## Entries
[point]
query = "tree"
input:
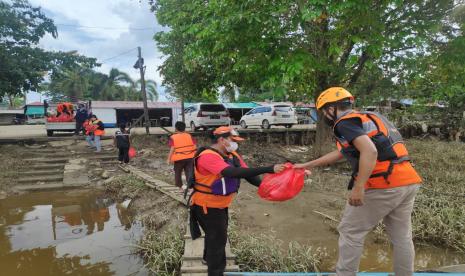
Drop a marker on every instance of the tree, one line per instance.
(298, 48)
(73, 84)
(113, 89)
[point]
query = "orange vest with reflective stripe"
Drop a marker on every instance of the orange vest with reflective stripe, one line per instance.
(401, 172)
(184, 147)
(209, 200)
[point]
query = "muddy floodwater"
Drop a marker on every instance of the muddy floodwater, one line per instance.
(67, 233)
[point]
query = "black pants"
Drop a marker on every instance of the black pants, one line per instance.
(186, 165)
(215, 226)
(123, 155)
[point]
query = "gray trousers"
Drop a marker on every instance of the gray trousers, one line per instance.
(392, 206)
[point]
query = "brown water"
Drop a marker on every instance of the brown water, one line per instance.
(67, 233)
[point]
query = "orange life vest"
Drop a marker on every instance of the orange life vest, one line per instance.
(184, 147)
(97, 132)
(208, 200)
(393, 168)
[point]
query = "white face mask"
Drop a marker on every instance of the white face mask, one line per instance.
(233, 146)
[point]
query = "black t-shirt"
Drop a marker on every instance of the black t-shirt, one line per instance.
(350, 129)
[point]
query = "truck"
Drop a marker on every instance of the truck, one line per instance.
(54, 126)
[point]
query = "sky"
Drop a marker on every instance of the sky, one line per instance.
(104, 29)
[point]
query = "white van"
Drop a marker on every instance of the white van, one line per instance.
(267, 116)
(207, 115)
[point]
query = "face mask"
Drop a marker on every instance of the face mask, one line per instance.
(328, 121)
(233, 146)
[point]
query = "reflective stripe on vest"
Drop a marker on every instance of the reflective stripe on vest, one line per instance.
(392, 167)
(203, 198)
(184, 147)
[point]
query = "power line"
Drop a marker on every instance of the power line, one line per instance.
(118, 55)
(105, 28)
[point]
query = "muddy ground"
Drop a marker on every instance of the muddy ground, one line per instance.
(302, 219)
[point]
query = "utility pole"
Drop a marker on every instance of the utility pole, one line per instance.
(140, 65)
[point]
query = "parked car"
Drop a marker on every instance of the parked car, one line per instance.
(206, 115)
(267, 116)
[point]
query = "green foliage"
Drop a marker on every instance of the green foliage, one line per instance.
(441, 75)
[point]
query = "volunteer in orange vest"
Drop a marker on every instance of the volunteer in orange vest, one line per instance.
(383, 184)
(98, 132)
(182, 151)
(89, 133)
(217, 173)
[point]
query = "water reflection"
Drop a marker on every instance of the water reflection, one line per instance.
(73, 233)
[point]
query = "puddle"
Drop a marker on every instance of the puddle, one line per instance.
(67, 233)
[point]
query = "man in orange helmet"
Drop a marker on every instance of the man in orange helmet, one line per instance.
(383, 184)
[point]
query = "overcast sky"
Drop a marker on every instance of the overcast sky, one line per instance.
(108, 28)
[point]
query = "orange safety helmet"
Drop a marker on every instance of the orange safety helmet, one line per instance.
(333, 95)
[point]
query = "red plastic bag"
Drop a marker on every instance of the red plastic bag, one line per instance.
(132, 152)
(282, 186)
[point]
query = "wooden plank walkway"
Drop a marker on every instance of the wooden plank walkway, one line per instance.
(193, 249)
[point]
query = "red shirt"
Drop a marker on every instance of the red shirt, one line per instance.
(210, 163)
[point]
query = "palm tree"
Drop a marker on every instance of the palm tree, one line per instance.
(73, 83)
(150, 88)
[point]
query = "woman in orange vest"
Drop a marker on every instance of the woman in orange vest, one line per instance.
(217, 173)
(98, 132)
(182, 151)
(383, 184)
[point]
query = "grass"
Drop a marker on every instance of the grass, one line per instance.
(163, 251)
(265, 253)
(439, 213)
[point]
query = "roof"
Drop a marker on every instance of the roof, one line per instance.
(133, 105)
(11, 111)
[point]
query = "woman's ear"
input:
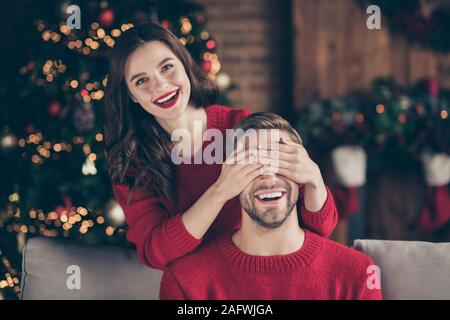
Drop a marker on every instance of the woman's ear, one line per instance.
(132, 98)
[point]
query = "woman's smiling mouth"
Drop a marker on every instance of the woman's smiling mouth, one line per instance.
(168, 100)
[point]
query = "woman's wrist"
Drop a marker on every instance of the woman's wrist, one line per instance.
(217, 194)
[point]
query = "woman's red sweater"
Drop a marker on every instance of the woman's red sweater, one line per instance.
(154, 222)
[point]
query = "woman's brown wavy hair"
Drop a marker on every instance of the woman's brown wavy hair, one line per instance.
(133, 134)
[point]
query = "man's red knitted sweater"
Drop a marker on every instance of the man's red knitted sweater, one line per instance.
(321, 269)
(154, 222)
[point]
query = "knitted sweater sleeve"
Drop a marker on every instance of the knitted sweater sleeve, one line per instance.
(170, 288)
(159, 239)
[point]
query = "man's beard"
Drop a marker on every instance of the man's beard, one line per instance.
(259, 217)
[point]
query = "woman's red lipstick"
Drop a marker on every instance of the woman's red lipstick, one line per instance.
(170, 102)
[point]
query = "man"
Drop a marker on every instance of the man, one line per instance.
(271, 256)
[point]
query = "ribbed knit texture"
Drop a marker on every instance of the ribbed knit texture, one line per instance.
(154, 222)
(320, 269)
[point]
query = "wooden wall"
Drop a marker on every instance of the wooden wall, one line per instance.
(334, 52)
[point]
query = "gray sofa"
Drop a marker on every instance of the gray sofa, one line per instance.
(55, 269)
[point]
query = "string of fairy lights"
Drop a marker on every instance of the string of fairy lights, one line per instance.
(71, 220)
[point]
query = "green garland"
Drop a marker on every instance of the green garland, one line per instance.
(388, 119)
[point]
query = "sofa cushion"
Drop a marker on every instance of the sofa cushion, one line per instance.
(50, 265)
(410, 269)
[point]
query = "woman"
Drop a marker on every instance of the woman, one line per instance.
(154, 87)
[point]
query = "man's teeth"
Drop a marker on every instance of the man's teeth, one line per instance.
(170, 96)
(270, 195)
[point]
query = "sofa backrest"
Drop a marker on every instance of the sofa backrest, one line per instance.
(410, 270)
(51, 267)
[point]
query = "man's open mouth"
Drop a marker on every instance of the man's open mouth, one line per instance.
(270, 197)
(168, 100)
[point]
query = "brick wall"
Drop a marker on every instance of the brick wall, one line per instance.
(254, 46)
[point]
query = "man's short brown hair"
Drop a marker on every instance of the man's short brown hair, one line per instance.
(268, 120)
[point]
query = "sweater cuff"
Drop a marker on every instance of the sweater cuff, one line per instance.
(182, 240)
(318, 217)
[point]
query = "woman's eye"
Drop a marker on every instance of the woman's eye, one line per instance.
(140, 81)
(167, 67)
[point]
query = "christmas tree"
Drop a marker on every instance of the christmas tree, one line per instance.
(54, 182)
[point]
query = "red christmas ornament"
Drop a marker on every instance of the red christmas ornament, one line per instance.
(30, 129)
(206, 65)
(210, 44)
(54, 108)
(106, 17)
(165, 23)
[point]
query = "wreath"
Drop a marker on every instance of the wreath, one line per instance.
(426, 22)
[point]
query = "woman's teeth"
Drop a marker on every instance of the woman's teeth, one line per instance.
(167, 97)
(273, 195)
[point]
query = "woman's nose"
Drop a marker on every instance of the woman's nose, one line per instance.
(158, 84)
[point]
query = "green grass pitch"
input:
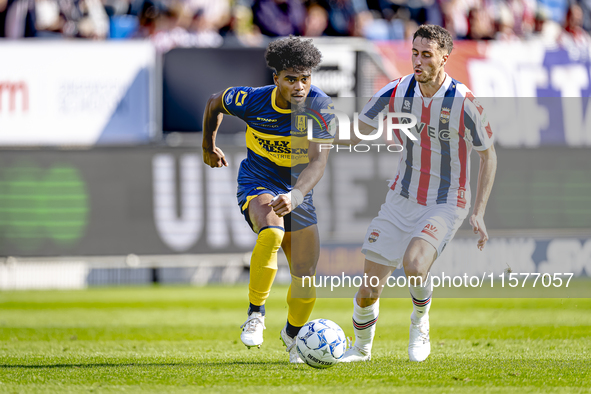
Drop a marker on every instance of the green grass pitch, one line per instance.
(179, 339)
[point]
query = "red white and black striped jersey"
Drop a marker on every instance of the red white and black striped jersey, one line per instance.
(434, 169)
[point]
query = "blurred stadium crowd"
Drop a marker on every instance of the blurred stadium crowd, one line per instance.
(215, 23)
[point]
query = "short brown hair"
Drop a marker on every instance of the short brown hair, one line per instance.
(438, 34)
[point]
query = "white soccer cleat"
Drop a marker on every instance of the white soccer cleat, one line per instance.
(252, 330)
(290, 343)
(419, 346)
(354, 355)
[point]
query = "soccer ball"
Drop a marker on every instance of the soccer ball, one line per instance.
(321, 343)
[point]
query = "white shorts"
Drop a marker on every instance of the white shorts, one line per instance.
(400, 220)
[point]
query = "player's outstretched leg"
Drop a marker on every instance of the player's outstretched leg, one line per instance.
(302, 251)
(263, 267)
(366, 310)
(417, 262)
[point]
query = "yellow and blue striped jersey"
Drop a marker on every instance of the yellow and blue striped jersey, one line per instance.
(277, 138)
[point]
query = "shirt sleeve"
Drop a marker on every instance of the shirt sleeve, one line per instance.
(235, 100)
(370, 114)
(476, 122)
(324, 125)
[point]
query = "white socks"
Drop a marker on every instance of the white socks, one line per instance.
(364, 323)
(421, 299)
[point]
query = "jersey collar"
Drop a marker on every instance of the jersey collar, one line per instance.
(275, 107)
(442, 89)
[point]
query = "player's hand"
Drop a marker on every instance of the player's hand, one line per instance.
(214, 157)
(477, 223)
(283, 204)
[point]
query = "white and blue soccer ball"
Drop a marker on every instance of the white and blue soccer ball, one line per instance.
(321, 343)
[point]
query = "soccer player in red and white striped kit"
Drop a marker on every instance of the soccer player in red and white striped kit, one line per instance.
(430, 196)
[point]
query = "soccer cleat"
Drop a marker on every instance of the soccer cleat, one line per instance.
(355, 354)
(252, 330)
(419, 346)
(290, 343)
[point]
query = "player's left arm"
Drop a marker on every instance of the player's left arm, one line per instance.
(310, 176)
(486, 177)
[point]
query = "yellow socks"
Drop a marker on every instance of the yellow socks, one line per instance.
(301, 298)
(263, 263)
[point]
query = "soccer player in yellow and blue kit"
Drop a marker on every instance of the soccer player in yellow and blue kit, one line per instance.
(275, 181)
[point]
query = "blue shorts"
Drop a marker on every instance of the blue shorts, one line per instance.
(301, 217)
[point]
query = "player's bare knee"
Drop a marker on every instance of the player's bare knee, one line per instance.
(367, 296)
(414, 270)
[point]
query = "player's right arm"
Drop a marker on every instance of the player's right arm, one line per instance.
(370, 116)
(212, 118)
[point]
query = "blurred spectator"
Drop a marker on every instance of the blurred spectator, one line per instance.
(523, 12)
(504, 24)
(586, 7)
(479, 25)
(556, 9)
(316, 20)
(241, 31)
(18, 18)
(573, 34)
(455, 15)
(278, 18)
(345, 17)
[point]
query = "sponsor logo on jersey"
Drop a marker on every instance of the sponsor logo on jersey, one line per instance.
(266, 120)
(229, 97)
(279, 146)
(445, 113)
(301, 122)
(373, 237)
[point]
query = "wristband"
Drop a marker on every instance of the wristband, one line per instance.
(296, 197)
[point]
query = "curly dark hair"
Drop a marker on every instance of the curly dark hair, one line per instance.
(292, 52)
(438, 34)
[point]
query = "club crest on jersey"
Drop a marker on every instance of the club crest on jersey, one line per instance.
(301, 122)
(445, 113)
(375, 234)
(229, 97)
(430, 230)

## Exercise task
Copy every line of the records above that contains the word "backrest", matching its case exactly.

## Exercise output
query = "sofa backrest"
Drop a marker on every instance of the sofa backrest, one line per instance.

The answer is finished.